**The task:**
Every entry should be repeated exactly. Omit the pictures.

**Material supplied:**
══════════════════════════════
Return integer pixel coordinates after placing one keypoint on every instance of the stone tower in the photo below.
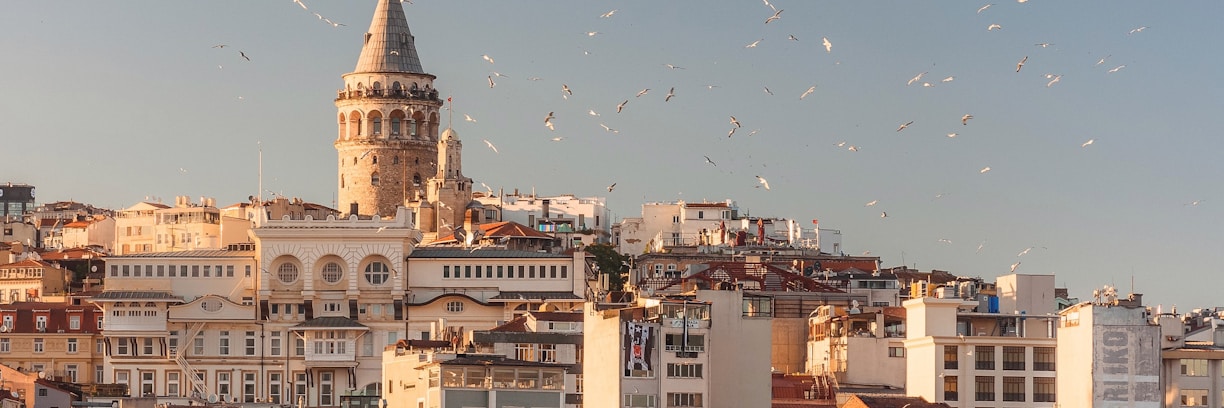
(387, 120)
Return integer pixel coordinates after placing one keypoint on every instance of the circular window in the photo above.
(211, 305)
(377, 272)
(287, 272)
(332, 272)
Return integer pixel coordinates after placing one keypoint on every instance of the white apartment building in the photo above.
(1004, 355)
(577, 221)
(704, 351)
(541, 337)
(1109, 355)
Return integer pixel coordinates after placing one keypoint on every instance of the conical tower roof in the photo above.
(389, 45)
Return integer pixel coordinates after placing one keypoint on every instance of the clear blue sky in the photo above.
(104, 103)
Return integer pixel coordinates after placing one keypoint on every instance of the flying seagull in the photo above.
(775, 16)
(806, 93)
(763, 181)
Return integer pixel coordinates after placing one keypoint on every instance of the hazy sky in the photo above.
(111, 102)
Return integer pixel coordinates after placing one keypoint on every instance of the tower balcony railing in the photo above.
(414, 94)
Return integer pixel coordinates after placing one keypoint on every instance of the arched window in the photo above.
(332, 272)
(287, 272)
(377, 272)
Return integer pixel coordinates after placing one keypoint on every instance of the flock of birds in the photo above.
(552, 121)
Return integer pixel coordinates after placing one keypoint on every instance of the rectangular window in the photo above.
(274, 344)
(1043, 389)
(983, 389)
(683, 400)
(1012, 358)
(1043, 359)
(1014, 389)
(1194, 368)
(984, 357)
(950, 384)
(683, 370)
(249, 343)
(951, 355)
(640, 400)
(171, 384)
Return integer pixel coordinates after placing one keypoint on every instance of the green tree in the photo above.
(610, 262)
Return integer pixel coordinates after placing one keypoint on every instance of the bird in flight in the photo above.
(806, 93)
(775, 16)
(1054, 79)
(763, 181)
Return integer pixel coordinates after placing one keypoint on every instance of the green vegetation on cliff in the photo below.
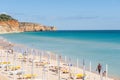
(5, 17)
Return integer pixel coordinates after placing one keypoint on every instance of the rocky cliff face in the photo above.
(15, 26)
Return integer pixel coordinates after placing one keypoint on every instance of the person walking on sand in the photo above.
(99, 67)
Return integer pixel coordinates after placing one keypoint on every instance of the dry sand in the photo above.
(41, 72)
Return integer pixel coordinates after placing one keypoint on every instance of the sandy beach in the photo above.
(21, 63)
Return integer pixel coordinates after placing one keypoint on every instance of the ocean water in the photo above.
(95, 46)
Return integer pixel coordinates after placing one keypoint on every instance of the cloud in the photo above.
(3, 13)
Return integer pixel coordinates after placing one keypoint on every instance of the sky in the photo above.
(66, 14)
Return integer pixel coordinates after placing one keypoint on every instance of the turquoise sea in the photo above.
(97, 46)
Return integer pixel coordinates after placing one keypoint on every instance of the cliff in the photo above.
(9, 25)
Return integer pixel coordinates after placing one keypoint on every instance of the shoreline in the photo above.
(53, 62)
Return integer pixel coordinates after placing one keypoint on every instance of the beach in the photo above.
(31, 64)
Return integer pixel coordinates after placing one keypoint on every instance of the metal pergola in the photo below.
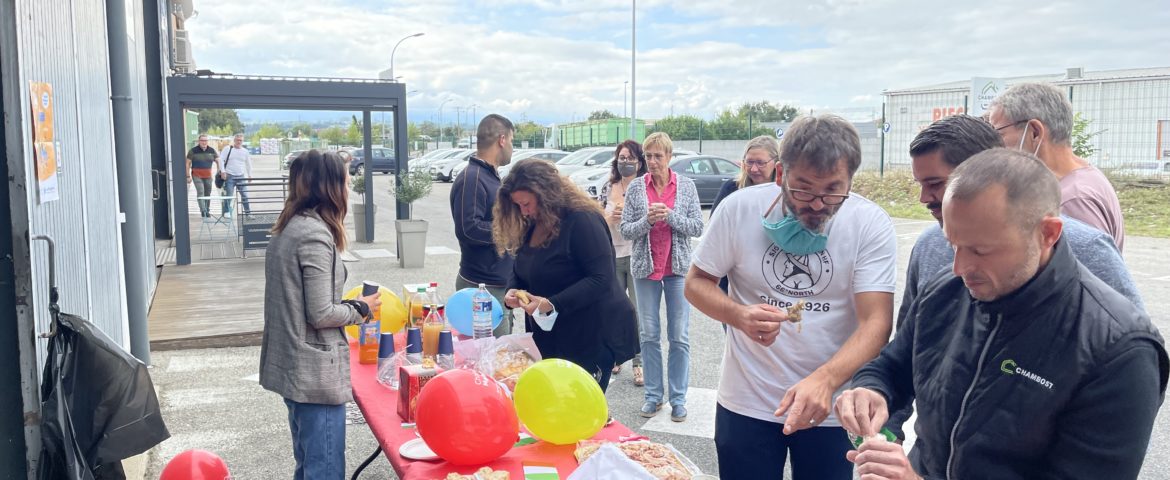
(280, 94)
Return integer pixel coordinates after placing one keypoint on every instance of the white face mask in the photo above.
(1023, 136)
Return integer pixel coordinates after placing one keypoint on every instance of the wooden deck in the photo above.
(208, 303)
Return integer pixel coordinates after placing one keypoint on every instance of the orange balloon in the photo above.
(392, 312)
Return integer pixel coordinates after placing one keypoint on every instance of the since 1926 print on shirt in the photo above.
(859, 256)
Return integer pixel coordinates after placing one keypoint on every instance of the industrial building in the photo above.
(1129, 111)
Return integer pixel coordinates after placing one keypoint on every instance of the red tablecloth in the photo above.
(379, 405)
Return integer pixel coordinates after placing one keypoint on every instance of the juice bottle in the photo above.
(431, 329)
(417, 307)
(370, 331)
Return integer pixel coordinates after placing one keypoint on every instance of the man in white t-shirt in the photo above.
(805, 238)
(235, 166)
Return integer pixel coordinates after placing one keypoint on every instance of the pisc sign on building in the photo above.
(983, 91)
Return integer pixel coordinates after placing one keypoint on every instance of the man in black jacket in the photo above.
(1024, 364)
(473, 194)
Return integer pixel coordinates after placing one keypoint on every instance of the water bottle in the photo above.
(446, 357)
(481, 313)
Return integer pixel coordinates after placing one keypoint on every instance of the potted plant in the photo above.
(412, 234)
(357, 184)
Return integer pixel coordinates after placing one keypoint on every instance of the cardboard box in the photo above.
(411, 381)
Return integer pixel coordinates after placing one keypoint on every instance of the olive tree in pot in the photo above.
(357, 184)
(412, 234)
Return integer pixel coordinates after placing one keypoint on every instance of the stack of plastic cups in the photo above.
(385, 355)
(413, 347)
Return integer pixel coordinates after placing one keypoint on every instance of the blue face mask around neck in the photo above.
(791, 234)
══════════════════════════════
**Solution below:**
Return integer pixel coordinates after placing one keypoint on every instance of the stone tower in the photo below.
(387, 120)
Return integer pixel coordinates after placing one keypoint on every instance of the circular window in the photo above.
(211, 305)
(377, 272)
(287, 272)
(332, 272)
Return integer pixel coordinates after placing one keypoint on every instance of the white apartment building in the photo above.
(1004, 355)
(577, 221)
(704, 351)
(541, 337)
(1109, 355)
Return integer pixel coordinates after placing one keypoint on every instance of the conical tower roof in the photo above.
(389, 45)
Return integer pixel coordinates after placing one keypoint on every instance of the clear blue sky in the photo above.
(104, 103)
Return integer pixel coordinates after placing one keypoint on every instance of the flying seagull in the photo above.
(775, 16)
(806, 93)
(763, 181)
Return integer pixel coordinates after placing one keypoint on every instance of the hazy sky in the photo above.
(111, 102)
Return integer pixel coordinates after placing one keypoint on every instance of the tower balcony railing in the photo above.
(414, 94)
Return integer pixel coordinates after placing one keypoint on every instance of the arched window in the photo above.
(332, 272)
(287, 272)
(377, 272)
Return integer pixel coordinates after placing one keypoint on every instance of the flock of birds in the photo above.
(552, 121)
Return integer pixel coordinates after placing one keypoint on every instance of the rectangular window in the photo above.
(274, 344)
(1043, 389)
(983, 389)
(683, 400)
(1012, 358)
(1043, 359)
(1014, 389)
(1194, 368)
(984, 357)
(950, 384)
(683, 370)
(249, 343)
(951, 355)
(640, 400)
(171, 384)
Return integer pixel coordinates after placing one keypoint on every instance of the green tree in the photo above.
(610, 262)
Return integer pixel coordinates after placing one keypoint on every instance of the bird in flight in the photo above.
(806, 93)
(775, 16)
(1054, 79)
(763, 181)
Return integer pixel coordinates after placing one keypoint on every instance of the green vegetation on cliff in the photo below.
(5, 17)
Return integer pixel coordinates after placing one keypoint on every instance of the rocky cliff face in the photo above.
(15, 26)
Return integer pixel coordinates after placing one keypoint on every instance of the person walking on sand in the photo above.
(99, 67)
Return integer pixel coordinates after placing one keypoint on every instance of the dry sand in the photo above.
(41, 72)
Return integer pixel coordinates after placing one keypoint on every instance of the sandy beach in the photo above.
(21, 63)
Return integer pixel coordinates after placing one keypoint on every instance of the ocean water in the photo above.
(95, 46)
Return integer pixel coordinates after placing one keypoint on every instance of the cloud in the photo above.
(3, 13)
Return integer pixel coordinates after placing one keypoint on every instance of the sky in the photo above.
(66, 14)
Return integer pixel coordinates after placing one keypoint on every instance of the turquoise sea in the photo above.
(97, 46)
Return integer pixel coordinates after placing one keypoint on every instance of the cliff in the photo above.
(9, 25)
Return integer pixel coordinates after placing one keypoint on every instance of the shoreline in the photo above.
(53, 62)
Return integer pixel coordinates after placing one keypoint on every instance of the beach in the photo above.
(31, 64)
Return integer pixel coordinates after placing one keypoint on every instance of the metal pergola in the photo below.
(280, 94)
Return integer pixel coordinates after placing one keypoint on every instance of the white face mask in the photo above.
(1023, 136)
Return integer pixel coordinates after placing one keypoint on every instance of the wooden deck in the photo above.
(208, 303)
Return integer pixel coordinates after placing one keypoint on every instance of the orange balloon in the photo above.
(392, 312)
Return integer pixel coordinates after placing one keypoint on every instance of the since 1926 print on shirt in the photo above.
(859, 256)
Return integer pixel coordinates after placing one keypoint on every instance of the industrial building in the photo above.
(1129, 111)
Return integer pixel coordinates after placing one keypoint on every instance of the red tablecloth in the photo above.
(379, 405)
Return integer pixel coordinates after placing one keypoint on every instance of the juice bottle in the photo above.
(431, 329)
(417, 307)
(370, 331)
Return integer pixel coordinates after placing one keypoint on every instance of the man in white t-shirt in the photo above.
(805, 238)
(235, 166)
Return integer pixel coordinates after placing one keypoint on every instance of the pisc sign on building in the photo above.
(983, 91)
Return integer pixel coordinates after placing one keypoint on every instance of the man in black jacket in the photo above.
(1024, 364)
(473, 194)
Return integer pixel coordinates after placing one keypoint on every instance of the water bottle in the photo above.
(446, 357)
(481, 313)
Return integer pixel coordinates after placing one keypoint on every instance of the potted plant in the photo above.
(412, 234)
(357, 184)
Return integer pixel coordinates after placing one keypoint on every instance of the cardboard box in the photo above.
(411, 381)
Return integer pixel coordinates after placing one keypoint on every instance of the olive tree in pot in the photo above.
(357, 184)
(412, 234)
Return integer pixel coordinates after placing one keypoint on every instance of the stack of plastic cups in the photo above.
(385, 355)
(413, 347)
Return integer pixel coordinates after placing one keypoint on every instance of the blue face mask around neck in the photo above.
(791, 234)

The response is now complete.